━━━━━ ИСХОДНЫЙ ОТРЫВОК ━━━━━
Атмосферу Серебряного века во многом создают блоковские образы. Это и «Фабрика» («…а ведь на самом деле там наверняка же склады, заборы, какая-нибудь гадкая фабричонка выплевывает перламутрово-ядовитые отходы, свалка дымится вонючим тлеющим дымом, или что-нибудь ещё, безнадежное, окраинное, пошлое»), и несколько вольный пересказ «Незнакомки» («…и пусть идет она, натягивая длинную перчатку, по брусчатой мостовой, узко ставя ноги, узко переступая черными тупоносыми туфлями с круглыми, как яблоко, каблуками, в маленькой круглой шляпке с вуалькой, сквозь притихшую морось петербургского утра»).
Примечательна и перекличка имени главной героини (Веры Васильевны) с именем Анны Ахматовой. «Ахматовское АА заменяется толстовским ВВ», – пишут О. В. и Е. А. Богдановы. Однако более значима семантика, заключенная в имени главной героини. Её пение, она сама – олицетворение безусловной любви и неиссякаемой веры, способной преодолеть пустоту жизни и одиночество.
Несколько болезненное и самоотрешённое влечение Симеонова к фантомному образу Веры Васильевны, его стремление прикоснуться к прекрасному есть ни что иное, как попытка преодолеть собственную маленькость. Но и этот традиционный мотив возвышения человеческой души посредством искусства преодолевается в рассказе Толстой. Ироническая тональность повествования не преодолевается даже в самых трогательных эпизодах мечтаний Симеонова, в момент его слияния с голосом Веры Васильевны. Сакральное время, когда главный герой слушает пение Веры Васильевны, всякий раз сопрягается с бытовыми и даже несколько низменными действиями. Устанавливая граммофон и формируя некое духовное пространство для голоса певицы, Симеонов очерчивает таким образом ещё один круг – бытовой: он ставил чайник, доставал кружку и нарезал плавленые сырки, наслаждаясь и «радуясь, что никто не потревожит драгоценного свидания с Верой Васильевной».
━━━━━ БЛОК ДАННЫХ ━━━━━
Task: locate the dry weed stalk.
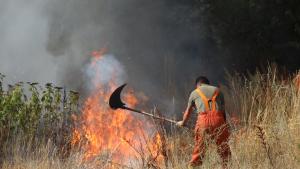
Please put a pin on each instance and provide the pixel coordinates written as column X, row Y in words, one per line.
column 262, row 137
━━━━━
_НАБОР ЗАДАНИЙ_.
• A. Ответьте по отрывку о рассказе Толстой на три вопроса:
(i) Чьи образы во многом создают атмосферу Серебряного века?
(ii) С именем какой поэтессы перекликается имя главной героини?
(iii) Что нарезал Симеонов, готовясь слушать пение Веры Васильевны?
• B. Продолжите отрывок о рассказе Толстой, начав сразу после его последнего предложения.
Данные никак не связаны с отрывком о рассказе Толстой.

_ОТВЕТЫ К ЗАДАНИЯМ_.
• A.
(i) Блоковские образы.
(ii) С именем Анны Ахматовой.
(iii) Плавленые сырки.

• B.
Интересно и то, что Симеонов, будучи переводчиком, не придает особой ценности литературе. По его определению, книги – «нудные» и «никому не нужные». Разбросанные по комнате, потерянные в пыли и беспорядке, они утрачивают всякую духовность и служат лишь предметно-физической опорой: так, Симеонов подбирал «нужную по толщине книгу, чтобы подсунуть под хромой уголок» граммофона. Казалось бы, эта приобщенность к прекрасному должна возвысить героя, выделить его, однако она, наоборот, порождает ироническое снижение. Это усиливает ту долю странности в герое: вместо того, чтобы найти счастье и любовь в реальном мире, герой бежит в мир прошлого, в мир своих фантазий.